Scan the records for the string "wheel". State how many lines contain it and add nothing.

(SOURCE DATA begins)

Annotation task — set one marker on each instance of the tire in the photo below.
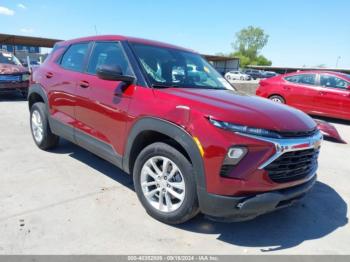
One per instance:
(24, 94)
(39, 124)
(184, 209)
(277, 99)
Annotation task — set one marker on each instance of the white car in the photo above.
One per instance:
(236, 75)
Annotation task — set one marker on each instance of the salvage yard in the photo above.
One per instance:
(69, 201)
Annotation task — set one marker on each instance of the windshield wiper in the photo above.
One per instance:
(163, 86)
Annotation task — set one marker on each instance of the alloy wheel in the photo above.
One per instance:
(37, 126)
(163, 184)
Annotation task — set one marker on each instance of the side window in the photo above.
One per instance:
(108, 53)
(306, 79)
(73, 58)
(334, 82)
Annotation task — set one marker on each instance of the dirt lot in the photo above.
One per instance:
(70, 202)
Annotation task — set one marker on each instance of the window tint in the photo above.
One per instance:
(307, 79)
(108, 53)
(73, 59)
(332, 81)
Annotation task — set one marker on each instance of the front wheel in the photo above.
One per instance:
(41, 132)
(165, 184)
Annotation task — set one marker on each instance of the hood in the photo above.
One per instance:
(240, 108)
(12, 69)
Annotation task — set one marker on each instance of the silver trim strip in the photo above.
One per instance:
(284, 145)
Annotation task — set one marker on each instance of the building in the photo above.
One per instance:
(20, 48)
(25, 46)
(284, 70)
(223, 64)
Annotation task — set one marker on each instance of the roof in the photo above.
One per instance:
(126, 38)
(293, 69)
(27, 40)
(47, 42)
(220, 58)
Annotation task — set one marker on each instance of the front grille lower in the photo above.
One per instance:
(293, 165)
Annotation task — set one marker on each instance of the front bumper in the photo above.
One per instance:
(232, 209)
(12, 86)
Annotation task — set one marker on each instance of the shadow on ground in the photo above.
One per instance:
(320, 213)
(12, 97)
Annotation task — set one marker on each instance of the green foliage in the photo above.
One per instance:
(249, 42)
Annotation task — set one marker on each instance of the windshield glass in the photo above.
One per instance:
(7, 58)
(168, 67)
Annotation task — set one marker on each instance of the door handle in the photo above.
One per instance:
(49, 75)
(84, 84)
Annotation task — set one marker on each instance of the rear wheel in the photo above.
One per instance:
(277, 99)
(165, 185)
(41, 132)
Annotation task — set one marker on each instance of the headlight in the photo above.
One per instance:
(244, 129)
(25, 77)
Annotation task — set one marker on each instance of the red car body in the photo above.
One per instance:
(322, 93)
(83, 104)
(13, 76)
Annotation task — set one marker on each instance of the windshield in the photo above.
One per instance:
(7, 58)
(166, 67)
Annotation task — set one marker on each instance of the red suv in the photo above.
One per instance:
(13, 76)
(314, 92)
(163, 114)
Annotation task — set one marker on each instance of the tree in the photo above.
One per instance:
(248, 43)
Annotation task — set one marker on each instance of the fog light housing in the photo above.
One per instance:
(235, 154)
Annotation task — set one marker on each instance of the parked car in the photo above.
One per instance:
(255, 74)
(269, 74)
(236, 75)
(192, 143)
(314, 92)
(13, 76)
(33, 63)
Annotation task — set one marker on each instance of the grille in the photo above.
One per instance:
(293, 166)
(298, 134)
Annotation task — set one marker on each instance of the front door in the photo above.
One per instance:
(61, 78)
(102, 108)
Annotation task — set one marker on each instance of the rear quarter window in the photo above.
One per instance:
(307, 79)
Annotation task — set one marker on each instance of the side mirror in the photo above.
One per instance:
(113, 73)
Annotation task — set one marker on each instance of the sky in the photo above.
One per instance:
(301, 32)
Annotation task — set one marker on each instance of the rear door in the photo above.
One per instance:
(300, 90)
(61, 79)
(333, 96)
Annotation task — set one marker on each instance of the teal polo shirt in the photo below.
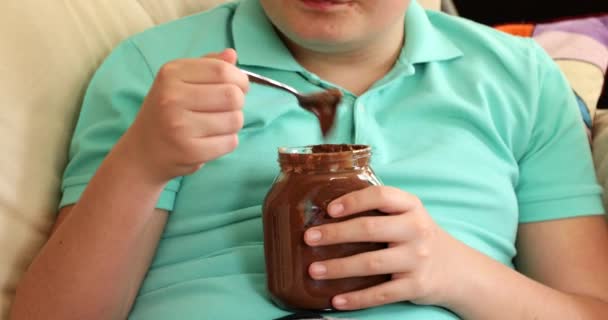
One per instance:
(480, 125)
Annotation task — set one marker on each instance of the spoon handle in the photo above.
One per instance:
(254, 77)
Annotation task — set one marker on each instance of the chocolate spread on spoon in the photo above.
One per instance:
(324, 105)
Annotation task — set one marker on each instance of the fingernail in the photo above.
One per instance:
(313, 235)
(339, 302)
(318, 269)
(335, 209)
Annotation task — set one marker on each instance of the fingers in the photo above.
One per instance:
(395, 228)
(208, 98)
(214, 124)
(403, 289)
(387, 261)
(386, 199)
(209, 148)
(204, 71)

(SOURCE DATA ends)

__ANSWER FOR THIS EXERCISE__
3